begin Records for the task

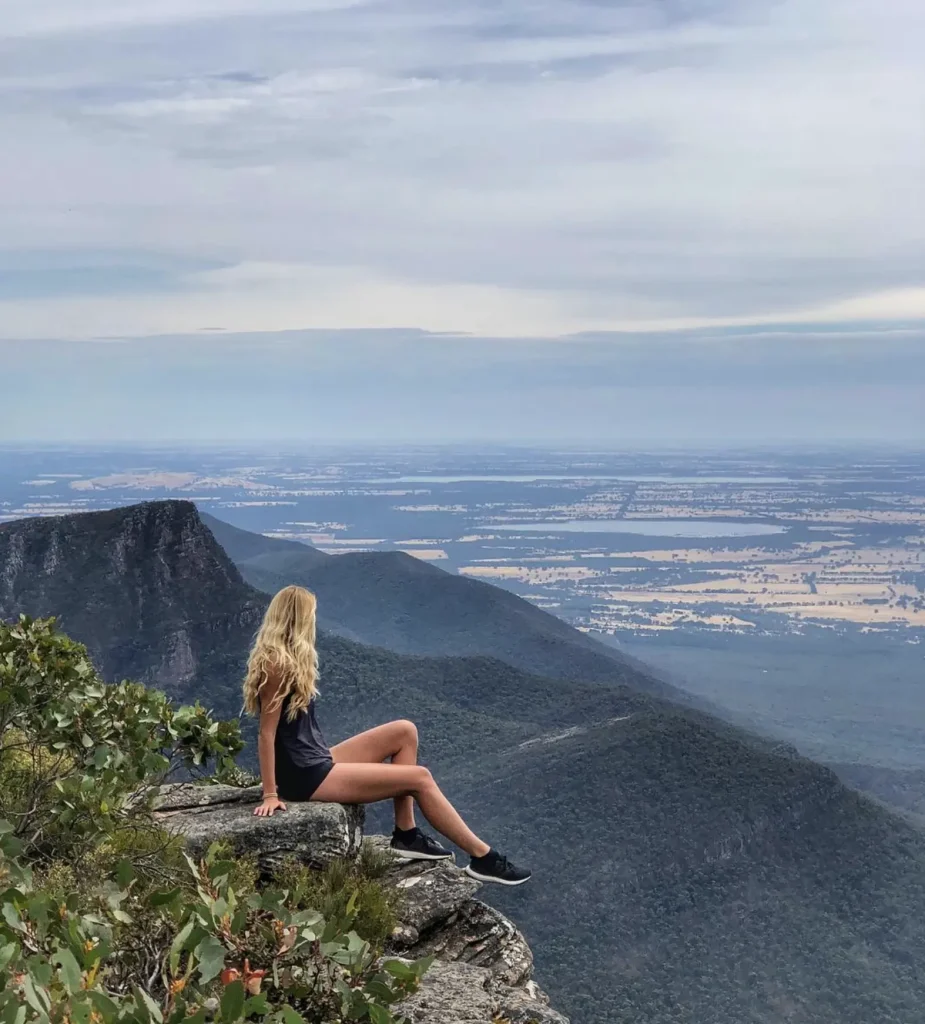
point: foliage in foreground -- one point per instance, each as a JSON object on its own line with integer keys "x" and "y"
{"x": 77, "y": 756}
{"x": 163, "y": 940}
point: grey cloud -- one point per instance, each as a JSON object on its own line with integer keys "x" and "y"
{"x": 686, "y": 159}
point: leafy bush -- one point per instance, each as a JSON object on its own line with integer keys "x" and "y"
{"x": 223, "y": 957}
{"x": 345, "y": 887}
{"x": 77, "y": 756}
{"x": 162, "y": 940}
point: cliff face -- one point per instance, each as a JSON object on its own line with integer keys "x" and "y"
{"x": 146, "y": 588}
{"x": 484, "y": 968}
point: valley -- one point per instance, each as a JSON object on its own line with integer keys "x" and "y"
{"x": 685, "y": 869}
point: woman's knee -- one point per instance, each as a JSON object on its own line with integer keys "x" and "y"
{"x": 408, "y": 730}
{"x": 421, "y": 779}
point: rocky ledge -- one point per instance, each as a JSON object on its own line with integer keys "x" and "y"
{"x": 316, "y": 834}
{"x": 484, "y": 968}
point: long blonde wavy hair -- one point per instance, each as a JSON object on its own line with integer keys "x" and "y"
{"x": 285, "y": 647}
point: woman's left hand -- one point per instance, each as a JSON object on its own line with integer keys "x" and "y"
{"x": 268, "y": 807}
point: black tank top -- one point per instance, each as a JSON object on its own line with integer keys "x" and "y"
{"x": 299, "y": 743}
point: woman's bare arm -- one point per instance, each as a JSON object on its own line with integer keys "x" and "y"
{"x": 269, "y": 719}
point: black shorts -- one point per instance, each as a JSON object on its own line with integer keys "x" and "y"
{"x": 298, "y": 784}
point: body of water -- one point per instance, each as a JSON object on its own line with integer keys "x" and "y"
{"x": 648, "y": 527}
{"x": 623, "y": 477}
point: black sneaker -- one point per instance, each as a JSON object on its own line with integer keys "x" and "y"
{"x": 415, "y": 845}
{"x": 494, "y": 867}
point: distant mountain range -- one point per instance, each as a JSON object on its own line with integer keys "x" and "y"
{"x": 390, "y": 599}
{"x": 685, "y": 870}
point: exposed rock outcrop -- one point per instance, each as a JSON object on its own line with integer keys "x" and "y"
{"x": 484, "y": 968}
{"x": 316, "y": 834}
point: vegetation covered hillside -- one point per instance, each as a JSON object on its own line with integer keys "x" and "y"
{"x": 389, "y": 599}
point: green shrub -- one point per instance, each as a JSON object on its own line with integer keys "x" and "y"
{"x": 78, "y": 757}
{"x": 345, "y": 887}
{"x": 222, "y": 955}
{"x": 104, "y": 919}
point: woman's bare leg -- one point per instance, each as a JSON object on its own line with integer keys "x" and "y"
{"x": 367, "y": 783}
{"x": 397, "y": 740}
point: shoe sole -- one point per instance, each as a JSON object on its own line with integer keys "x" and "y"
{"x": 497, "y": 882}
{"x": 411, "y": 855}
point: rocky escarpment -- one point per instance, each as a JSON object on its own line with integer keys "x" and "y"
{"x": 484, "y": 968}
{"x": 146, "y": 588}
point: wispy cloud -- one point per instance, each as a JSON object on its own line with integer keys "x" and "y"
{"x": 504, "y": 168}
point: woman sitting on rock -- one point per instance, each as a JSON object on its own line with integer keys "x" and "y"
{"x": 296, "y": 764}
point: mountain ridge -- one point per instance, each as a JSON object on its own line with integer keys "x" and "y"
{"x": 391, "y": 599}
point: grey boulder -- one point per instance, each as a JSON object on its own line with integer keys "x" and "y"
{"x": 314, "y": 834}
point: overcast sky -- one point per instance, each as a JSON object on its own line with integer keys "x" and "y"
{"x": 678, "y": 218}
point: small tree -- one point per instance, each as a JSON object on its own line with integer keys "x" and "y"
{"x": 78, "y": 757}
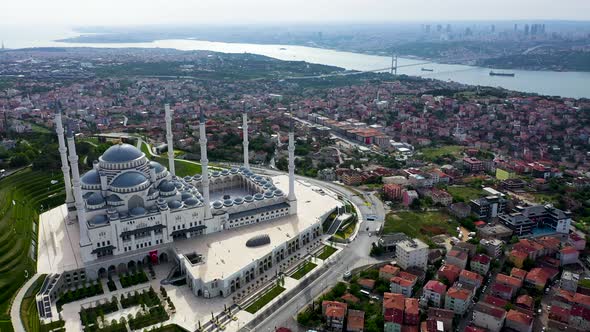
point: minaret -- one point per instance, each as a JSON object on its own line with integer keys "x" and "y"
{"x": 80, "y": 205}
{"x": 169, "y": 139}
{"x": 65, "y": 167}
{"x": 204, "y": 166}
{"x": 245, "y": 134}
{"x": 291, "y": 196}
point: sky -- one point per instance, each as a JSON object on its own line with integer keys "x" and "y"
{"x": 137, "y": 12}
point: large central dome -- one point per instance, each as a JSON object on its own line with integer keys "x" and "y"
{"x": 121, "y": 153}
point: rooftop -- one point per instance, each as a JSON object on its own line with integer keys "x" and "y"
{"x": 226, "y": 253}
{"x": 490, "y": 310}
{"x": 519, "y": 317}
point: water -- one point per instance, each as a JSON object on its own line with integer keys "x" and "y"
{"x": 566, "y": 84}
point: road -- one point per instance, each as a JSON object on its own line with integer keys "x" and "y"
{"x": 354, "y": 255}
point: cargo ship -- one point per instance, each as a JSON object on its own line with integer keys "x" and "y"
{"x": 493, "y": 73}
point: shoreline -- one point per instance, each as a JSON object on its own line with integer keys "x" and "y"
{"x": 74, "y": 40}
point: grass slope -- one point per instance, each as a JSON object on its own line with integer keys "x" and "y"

end Records for the task

» **Job**: Can you return, word for word, the lines of the records starting with the line that contains "point: water -- one" and going on through the final line of the records, including both?

» **Problem solution**:
point: water -- one point per instance, each as a JSON object on its own line with integer keys "x" and "y"
{"x": 566, "y": 84}
point: road -- one point per instance, each as a JSON object on its own line with integer keys "x" and "y"
{"x": 354, "y": 255}
point: cargo ship -- one point per instance, each as a JSON object on its own line with integer keys "x" and "y"
{"x": 493, "y": 73}
point: shoreline -- one point per instance, each as a JSON object on its own line with integer keys "x" and "y"
{"x": 74, "y": 40}
point: grass slope -- one point per instance, each as a JSON object on its own line with integer keys "x" and "y"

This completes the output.